_Exercise description_
According to the excerpt about education and street children in Mongolia, how many children are estimated to be living on the streets of Ulan Bator?

_Supplied text_
Provincial governors, who control their own schools budgets, also needed convincing. And teachers, education officials and agencies such as Save the Children and Voluntary Service Overseas have taken the message to parents through the media and, most importantly, face to face.
Thanks to the anti-poverty programme, two dormitories in Mandelgov have reopened and parents are responding, although there are enough rooms only for about one-fifth of the pupils who want them.
For some, the revival of education cannot come soon enough. After a gruelling 12-hour drive along a dirt track from Dashdorj's ger, we find a two-man tent on a patch of overgrown derelict ground, hidden behind a factory wall near the centre of the country's capital, Ulan Bator. In it are crammed eight homeless children and two social workers. Most of the children plan to sleep there until plunging temperatures and snows force them into apartment entrance halls or underground into the dark, litter-and-sewage-strewn tunnels that carry heating to the capital's buildings.
Their stories are another symptom of transition; they tell the kind of confused, hurt, angry tales told by street children everywhere. During the day, they hang around the bus station, doing nothing. Some of them beg or sing for money. They claim - unconvincingly - that they don't drink. Sometimes they are attacked by adults, by pimps trying to force them into prostitution, or even by the police.
Tsuluuntsetseg, 15, whose father was murdered and who ran away from the home she shared with relatives, is one of the estimated 1,000 children living on the streets of Ulan Bator. Looking frightened but angry, she says she was beaten up by police three days ago. "I was on the street with my friend. We had a fight with another girl; that's why the police arrested us. They took us to the district police station. They made us sleep on the floor with no blankets. The next evening they let us go."

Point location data

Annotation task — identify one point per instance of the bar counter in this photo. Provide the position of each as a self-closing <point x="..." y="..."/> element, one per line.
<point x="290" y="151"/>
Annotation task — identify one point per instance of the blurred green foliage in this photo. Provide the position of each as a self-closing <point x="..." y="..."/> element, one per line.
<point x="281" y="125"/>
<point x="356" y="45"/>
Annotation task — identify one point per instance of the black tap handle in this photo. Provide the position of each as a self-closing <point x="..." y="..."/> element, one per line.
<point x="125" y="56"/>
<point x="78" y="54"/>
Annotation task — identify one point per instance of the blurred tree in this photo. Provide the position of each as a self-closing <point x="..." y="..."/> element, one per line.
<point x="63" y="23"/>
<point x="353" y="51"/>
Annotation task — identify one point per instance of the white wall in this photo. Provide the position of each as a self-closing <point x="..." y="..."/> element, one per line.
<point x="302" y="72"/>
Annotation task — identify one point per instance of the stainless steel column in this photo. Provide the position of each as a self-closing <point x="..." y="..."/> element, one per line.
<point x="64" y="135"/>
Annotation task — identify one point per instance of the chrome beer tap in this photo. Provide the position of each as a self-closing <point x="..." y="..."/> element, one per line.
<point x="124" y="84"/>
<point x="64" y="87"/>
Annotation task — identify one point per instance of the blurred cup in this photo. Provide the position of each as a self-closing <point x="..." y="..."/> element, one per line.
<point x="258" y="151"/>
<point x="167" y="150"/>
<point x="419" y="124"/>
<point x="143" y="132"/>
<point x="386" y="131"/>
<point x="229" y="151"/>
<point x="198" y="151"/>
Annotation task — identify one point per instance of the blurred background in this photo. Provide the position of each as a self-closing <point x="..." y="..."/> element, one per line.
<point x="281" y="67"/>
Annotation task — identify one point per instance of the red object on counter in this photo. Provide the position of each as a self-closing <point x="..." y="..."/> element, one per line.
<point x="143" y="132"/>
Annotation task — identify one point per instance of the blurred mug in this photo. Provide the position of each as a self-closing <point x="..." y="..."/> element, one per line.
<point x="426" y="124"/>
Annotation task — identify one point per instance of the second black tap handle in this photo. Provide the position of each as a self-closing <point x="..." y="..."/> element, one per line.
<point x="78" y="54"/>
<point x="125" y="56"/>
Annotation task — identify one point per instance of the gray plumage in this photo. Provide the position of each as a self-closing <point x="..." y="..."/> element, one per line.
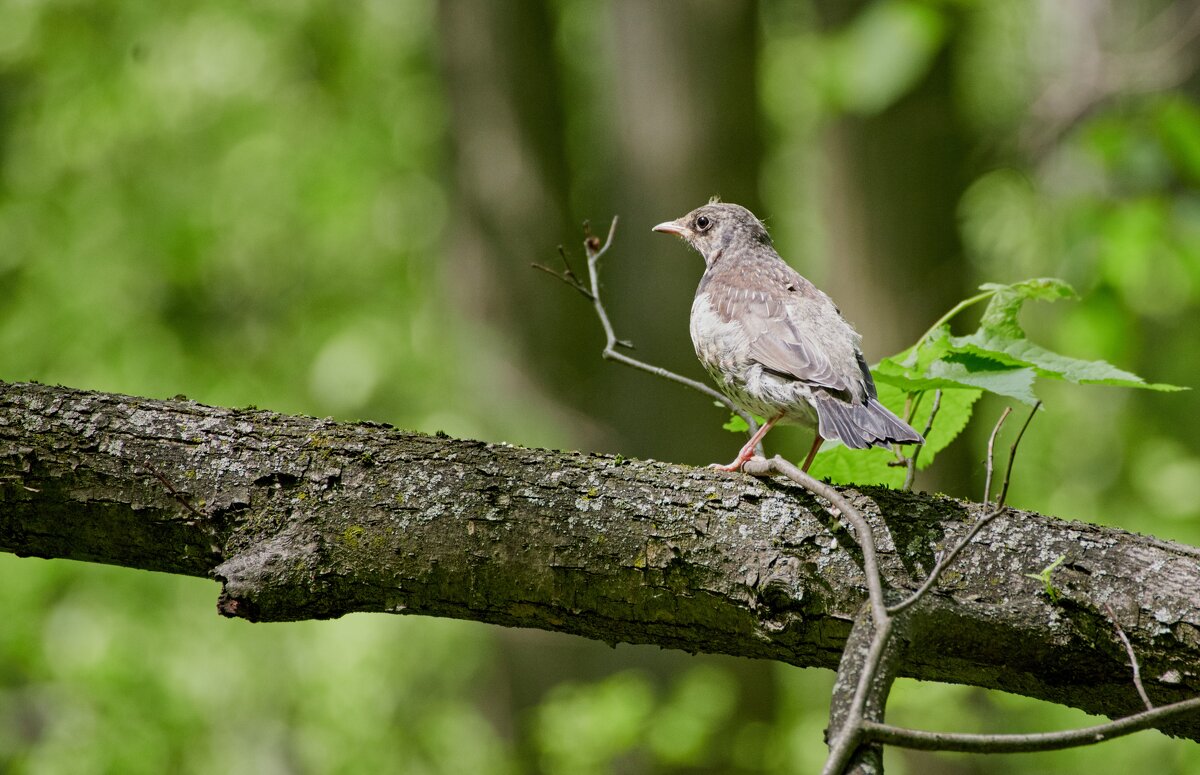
<point x="773" y="342"/>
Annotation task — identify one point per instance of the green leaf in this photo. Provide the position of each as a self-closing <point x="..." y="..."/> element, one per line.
<point x="1007" y="300"/>
<point x="876" y="466"/>
<point x="736" y="425"/>
<point x="953" y="414"/>
<point x="844" y="466"/>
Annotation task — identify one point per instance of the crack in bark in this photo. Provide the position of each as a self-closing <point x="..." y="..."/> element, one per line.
<point x="310" y="518"/>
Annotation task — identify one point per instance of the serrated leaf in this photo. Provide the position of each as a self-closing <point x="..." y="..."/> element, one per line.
<point x="1021" y="352"/>
<point x="966" y="371"/>
<point x="953" y="414"/>
<point x="876" y="466"/>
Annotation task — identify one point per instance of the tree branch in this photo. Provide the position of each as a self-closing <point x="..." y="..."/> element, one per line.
<point x="310" y="518"/>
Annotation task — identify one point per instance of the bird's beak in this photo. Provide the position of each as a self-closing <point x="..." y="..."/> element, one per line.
<point x="671" y="227"/>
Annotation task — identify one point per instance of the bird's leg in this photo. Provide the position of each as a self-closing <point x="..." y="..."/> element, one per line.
<point x="813" y="452"/>
<point x="748" y="450"/>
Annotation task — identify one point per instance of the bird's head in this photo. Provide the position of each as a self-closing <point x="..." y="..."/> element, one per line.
<point x="715" y="227"/>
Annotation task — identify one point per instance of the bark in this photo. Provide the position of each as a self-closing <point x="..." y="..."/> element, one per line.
<point x="301" y="518"/>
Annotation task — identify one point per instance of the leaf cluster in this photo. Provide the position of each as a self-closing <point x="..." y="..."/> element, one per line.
<point x="996" y="358"/>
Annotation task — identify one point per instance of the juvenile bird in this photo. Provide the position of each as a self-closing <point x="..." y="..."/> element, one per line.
<point x="774" y="343"/>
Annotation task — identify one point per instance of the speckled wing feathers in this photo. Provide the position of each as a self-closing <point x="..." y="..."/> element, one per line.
<point x="783" y="316"/>
<point x="793" y="331"/>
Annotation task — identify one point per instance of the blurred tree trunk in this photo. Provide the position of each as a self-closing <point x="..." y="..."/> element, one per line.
<point x="687" y="118"/>
<point x="681" y="101"/>
<point x="502" y="82"/>
<point x="894" y="181"/>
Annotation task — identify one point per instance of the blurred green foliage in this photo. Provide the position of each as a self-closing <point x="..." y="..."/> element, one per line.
<point x="251" y="203"/>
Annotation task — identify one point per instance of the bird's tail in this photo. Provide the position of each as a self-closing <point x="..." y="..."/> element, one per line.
<point x="861" y="425"/>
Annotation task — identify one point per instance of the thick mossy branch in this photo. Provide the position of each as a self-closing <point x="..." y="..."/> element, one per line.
<point x="311" y="518"/>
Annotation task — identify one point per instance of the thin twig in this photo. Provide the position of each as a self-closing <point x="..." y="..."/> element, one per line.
<point x="173" y="492"/>
<point x="911" y="463"/>
<point x="1012" y="456"/>
<point x="991" y="446"/>
<point x="924" y="740"/>
<point x="850" y="736"/>
<point x="1133" y="659"/>
<point x="595" y="251"/>
<point x="936" y="574"/>
<point x="946" y="562"/>
<point x="759" y="466"/>
<point x="843" y="748"/>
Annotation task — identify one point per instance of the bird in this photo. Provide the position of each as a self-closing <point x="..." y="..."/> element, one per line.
<point x="774" y="343"/>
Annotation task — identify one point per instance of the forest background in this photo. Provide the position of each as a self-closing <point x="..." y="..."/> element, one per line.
<point x="331" y="209"/>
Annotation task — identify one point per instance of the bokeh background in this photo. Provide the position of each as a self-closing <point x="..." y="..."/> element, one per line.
<point x="330" y="208"/>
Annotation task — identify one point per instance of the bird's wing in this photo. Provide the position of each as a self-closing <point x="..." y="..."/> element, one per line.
<point x="795" y="330"/>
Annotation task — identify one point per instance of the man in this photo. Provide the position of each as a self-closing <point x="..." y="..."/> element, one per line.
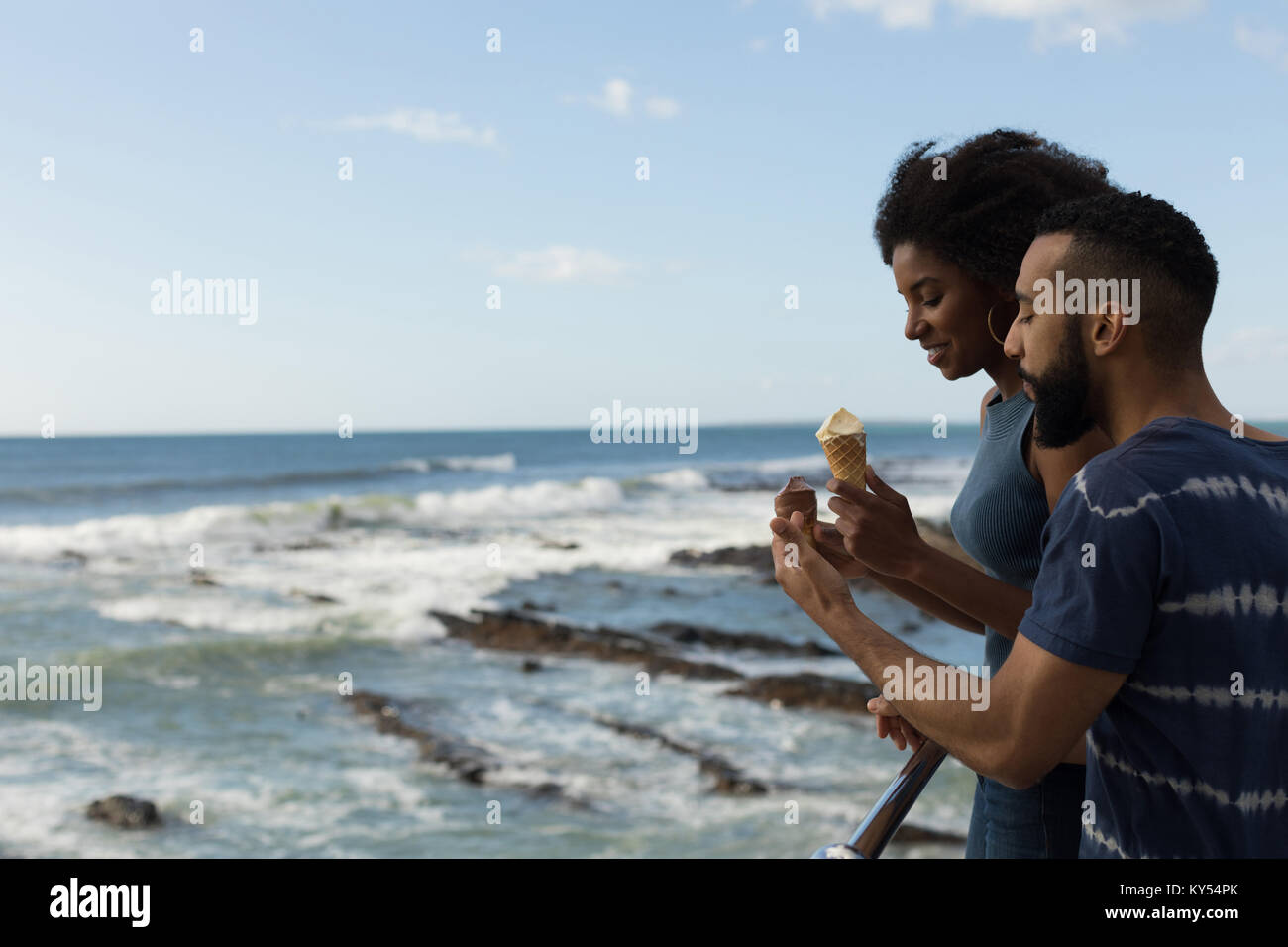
<point x="1159" y="617"/>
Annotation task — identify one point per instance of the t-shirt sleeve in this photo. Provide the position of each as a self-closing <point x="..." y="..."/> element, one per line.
<point x="1095" y="596"/>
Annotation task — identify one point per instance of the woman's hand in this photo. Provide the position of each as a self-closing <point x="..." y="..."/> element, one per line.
<point x="831" y="547"/>
<point x="807" y="579"/>
<point x="877" y="527"/>
<point x="890" y="724"/>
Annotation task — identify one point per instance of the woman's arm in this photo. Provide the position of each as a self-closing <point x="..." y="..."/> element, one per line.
<point x="831" y="544"/>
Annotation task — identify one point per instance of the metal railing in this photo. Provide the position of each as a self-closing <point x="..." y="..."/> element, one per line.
<point x="870" y="839"/>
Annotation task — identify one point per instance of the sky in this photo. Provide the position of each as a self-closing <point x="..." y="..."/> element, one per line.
<point x="129" y="155"/>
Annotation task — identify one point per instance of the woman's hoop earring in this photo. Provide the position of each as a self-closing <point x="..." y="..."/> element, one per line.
<point x="988" y="321"/>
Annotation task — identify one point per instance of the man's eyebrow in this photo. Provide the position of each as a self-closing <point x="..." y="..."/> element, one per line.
<point x="921" y="282"/>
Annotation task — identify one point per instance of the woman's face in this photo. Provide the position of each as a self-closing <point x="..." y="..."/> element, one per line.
<point x="947" y="312"/>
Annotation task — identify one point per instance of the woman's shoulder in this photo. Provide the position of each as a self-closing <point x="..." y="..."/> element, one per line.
<point x="983" y="406"/>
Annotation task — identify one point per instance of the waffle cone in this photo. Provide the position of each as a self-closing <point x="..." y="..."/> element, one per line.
<point x="848" y="457"/>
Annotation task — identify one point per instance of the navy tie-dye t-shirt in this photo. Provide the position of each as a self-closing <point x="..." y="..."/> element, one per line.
<point x="1167" y="560"/>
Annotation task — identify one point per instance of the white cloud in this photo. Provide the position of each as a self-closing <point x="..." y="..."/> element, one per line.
<point x="555" y="263"/>
<point x="421" y="124"/>
<point x="1263" y="43"/>
<point x="617" y="99"/>
<point x="1054" y="21"/>
<point x="1256" y="344"/>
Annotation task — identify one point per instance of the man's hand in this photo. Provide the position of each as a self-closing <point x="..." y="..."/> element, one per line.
<point x="890" y="724"/>
<point x="807" y="579"/>
<point x="831" y="545"/>
<point x="877" y="527"/>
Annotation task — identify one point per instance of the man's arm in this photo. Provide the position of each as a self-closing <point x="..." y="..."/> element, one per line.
<point x="1035" y="707"/>
<point x="1033" y="710"/>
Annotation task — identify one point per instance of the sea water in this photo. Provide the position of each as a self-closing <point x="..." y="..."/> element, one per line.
<point x="220" y="701"/>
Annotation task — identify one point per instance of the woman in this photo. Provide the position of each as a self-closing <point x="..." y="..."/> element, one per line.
<point x="953" y="227"/>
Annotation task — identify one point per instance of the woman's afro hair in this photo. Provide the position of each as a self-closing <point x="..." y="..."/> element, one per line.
<point x="983" y="215"/>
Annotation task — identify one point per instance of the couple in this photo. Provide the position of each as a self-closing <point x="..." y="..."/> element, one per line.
<point x="1134" y="532"/>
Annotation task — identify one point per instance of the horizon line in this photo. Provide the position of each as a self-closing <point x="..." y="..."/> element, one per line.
<point x="11" y="436"/>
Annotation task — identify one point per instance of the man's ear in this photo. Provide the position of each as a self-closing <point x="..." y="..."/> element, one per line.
<point x="1109" y="328"/>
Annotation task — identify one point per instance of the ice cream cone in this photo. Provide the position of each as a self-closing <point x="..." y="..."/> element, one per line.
<point x="848" y="457"/>
<point x="798" y="495"/>
<point x="846" y="447"/>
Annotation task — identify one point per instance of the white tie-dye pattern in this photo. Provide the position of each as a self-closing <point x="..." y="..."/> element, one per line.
<point x="1266" y="602"/>
<point x="1247" y="802"/>
<point x="1106" y="840"/>
<point x="1215" y="696"/>
<point x="1202" y="488"/>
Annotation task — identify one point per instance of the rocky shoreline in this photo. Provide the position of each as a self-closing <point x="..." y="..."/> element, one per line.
<point x="523" y="633"/>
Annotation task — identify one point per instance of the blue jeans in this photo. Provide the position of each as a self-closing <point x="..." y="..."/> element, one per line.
<point x="1043" y="821"/>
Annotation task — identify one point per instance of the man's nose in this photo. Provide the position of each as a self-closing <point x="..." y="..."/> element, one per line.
<point x="912" y="326"/>
<point x="1014" y="343"/>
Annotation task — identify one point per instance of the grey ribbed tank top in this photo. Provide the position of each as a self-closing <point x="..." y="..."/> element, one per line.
<point x="1000" y="513"/>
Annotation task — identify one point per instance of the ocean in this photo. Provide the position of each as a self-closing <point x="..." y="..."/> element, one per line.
<point x="322" y="558"/>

_The answer_
An estimated 1,000 children.